##### Selected passage #####

Bariatric surgery is on the rise with an estimated 177,000 surgeries performed last year, nearly four times the number performed four years ago. But even with this surge in surgeries, there are still a lot of misconceptions about it.
You’d never know now, but nurse Kathrine Carr struggled with her weight for most of her life. At 5 feet, 7 inches, Carr’s weight peaked at 252 pounds.
"I completely understand what it was like to be that heavy person. To have trouble shopping in regular clothes," Carr said. "I tried every diet possible."
Then five years ago, she opted for bariatric surgery and her battle with the bulge turned into fighting stereotypes, and our first myth.
"Probably the biggest one I heard was I was taking the easy way out," Carr said.
Dr. David Podkameni, medical director at the Bariatric Program at the Banner Gateway Medical Center, said nothing could be further from the truth.
"You still have to diet. You still have to exercise. It's not going to work by itself," Podkameni said.
Myth 2: You can't have surgery if you have diabetes. People who undergo bariatric surgery are three- to four-times more likely to have their Type 2 diabetes go into remission, compared to those receiving intensive medical treatment alone.
Myth 3: Weight loss surgery will make you lose weight. On average, patients lose about 60 percent of their extra weight.
"Bariatric surgery is just a tool over the whole process," Podkameni explained.
Myth 4: The surgery is all cosmetic.
"It has to do with change in metabolism. It has to do with influencing remission of diabetes, treating sleep apnea, treating high blood pressure, hypertension," Podkameni said.
Our final myth: Weight loss from surgery is permanent. Some regain is likely; for Carr it’s been 20 pounds, but she’s still lost 100 pounds and kept it off.
One way bariatric surgery helps change metabolism is by affecting the hormones that control hunger. After surgery, levels of one of these hormones, ghrelin, drops dramatically so patients don’t feel as hungry.

##### Recorded data #####

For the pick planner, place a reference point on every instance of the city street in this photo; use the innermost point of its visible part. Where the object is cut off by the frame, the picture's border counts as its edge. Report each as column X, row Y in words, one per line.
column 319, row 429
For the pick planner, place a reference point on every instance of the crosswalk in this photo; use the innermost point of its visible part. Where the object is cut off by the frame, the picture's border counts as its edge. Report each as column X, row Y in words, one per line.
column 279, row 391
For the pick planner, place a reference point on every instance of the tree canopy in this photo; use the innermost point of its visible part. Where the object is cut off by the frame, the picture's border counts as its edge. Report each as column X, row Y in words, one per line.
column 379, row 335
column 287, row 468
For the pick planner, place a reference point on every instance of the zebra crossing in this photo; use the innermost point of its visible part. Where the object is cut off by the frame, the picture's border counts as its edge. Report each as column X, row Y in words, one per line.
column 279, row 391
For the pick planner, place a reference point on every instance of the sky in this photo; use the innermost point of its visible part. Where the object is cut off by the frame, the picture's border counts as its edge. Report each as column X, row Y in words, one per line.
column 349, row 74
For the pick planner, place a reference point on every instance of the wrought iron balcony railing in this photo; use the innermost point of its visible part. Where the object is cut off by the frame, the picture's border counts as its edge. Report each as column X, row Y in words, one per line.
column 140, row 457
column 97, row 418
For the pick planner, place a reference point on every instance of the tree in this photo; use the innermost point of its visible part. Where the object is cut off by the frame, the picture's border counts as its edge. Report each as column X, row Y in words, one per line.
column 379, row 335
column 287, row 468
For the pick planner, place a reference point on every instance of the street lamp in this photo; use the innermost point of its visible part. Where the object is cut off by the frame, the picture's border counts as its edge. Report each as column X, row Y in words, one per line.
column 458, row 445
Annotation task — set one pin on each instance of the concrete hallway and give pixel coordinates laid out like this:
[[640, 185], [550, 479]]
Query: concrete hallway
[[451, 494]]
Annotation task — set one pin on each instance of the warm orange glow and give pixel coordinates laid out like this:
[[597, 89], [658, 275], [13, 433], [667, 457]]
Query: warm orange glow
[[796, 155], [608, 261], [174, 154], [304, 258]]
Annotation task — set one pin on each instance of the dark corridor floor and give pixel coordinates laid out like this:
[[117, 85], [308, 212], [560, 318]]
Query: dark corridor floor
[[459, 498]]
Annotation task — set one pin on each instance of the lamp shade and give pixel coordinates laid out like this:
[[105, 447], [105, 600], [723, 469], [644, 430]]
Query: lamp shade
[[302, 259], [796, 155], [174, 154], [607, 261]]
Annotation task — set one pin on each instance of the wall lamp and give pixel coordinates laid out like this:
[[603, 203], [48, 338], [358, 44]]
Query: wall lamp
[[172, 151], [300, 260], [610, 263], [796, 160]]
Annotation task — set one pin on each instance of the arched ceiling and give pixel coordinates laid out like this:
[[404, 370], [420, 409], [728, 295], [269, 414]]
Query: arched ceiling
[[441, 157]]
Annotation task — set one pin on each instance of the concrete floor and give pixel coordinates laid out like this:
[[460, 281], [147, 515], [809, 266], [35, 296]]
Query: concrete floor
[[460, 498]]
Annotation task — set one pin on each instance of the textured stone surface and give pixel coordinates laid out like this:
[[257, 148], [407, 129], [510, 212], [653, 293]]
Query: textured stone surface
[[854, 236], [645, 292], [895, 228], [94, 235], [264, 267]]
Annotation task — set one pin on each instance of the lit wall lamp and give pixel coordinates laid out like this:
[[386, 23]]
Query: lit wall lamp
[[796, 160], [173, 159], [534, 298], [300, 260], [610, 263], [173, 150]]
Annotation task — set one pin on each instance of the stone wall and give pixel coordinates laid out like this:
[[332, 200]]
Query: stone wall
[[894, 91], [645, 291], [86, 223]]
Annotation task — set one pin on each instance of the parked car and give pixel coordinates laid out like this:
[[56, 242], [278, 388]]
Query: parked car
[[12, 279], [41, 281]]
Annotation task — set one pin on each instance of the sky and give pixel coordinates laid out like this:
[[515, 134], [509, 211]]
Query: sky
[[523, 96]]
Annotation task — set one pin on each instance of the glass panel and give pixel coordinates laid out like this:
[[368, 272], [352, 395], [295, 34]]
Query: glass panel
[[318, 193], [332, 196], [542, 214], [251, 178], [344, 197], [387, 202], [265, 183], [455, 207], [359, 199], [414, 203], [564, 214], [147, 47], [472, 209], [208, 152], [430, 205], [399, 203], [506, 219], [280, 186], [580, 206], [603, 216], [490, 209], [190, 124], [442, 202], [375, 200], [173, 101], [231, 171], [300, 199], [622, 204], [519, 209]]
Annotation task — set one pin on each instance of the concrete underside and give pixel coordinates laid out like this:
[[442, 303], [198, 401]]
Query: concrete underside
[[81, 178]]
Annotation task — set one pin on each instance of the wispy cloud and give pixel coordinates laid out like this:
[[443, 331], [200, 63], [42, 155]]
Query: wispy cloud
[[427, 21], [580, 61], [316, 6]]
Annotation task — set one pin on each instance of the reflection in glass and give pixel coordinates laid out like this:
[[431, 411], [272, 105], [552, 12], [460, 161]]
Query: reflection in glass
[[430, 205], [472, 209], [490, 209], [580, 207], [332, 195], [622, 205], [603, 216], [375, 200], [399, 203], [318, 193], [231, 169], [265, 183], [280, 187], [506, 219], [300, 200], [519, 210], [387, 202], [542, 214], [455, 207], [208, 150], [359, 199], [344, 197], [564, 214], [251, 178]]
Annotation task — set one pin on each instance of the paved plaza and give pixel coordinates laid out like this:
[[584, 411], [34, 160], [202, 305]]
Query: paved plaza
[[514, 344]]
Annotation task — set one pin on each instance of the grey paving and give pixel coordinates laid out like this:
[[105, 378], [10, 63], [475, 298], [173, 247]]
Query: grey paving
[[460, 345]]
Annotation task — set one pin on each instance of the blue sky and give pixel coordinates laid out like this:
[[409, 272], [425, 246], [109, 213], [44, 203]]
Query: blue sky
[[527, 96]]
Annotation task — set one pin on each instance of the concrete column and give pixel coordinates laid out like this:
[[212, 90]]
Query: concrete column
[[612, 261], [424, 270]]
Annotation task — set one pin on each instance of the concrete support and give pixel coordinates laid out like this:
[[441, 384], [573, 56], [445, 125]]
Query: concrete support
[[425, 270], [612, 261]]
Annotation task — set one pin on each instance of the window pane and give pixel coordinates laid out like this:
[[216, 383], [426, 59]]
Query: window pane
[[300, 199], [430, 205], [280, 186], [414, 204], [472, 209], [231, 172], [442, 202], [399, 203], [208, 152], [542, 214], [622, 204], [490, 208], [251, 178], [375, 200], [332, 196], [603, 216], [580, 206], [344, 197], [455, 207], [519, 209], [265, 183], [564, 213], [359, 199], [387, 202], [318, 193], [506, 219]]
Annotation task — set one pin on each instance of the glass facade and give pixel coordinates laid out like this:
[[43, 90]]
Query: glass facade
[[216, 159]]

#####

--- Task to carry out ---
Please answer these questions using the bariatric surgery article above, one answer per line:
1. About how many bariatric surgeries were performed last year?
2. What was Kathrine Carr's peak weight?
3. Which hunger hormone drops dramatically after surgery?

--- Task solution ---
1. An estimated 177,000
2. 252 pounds
3. Ghrelin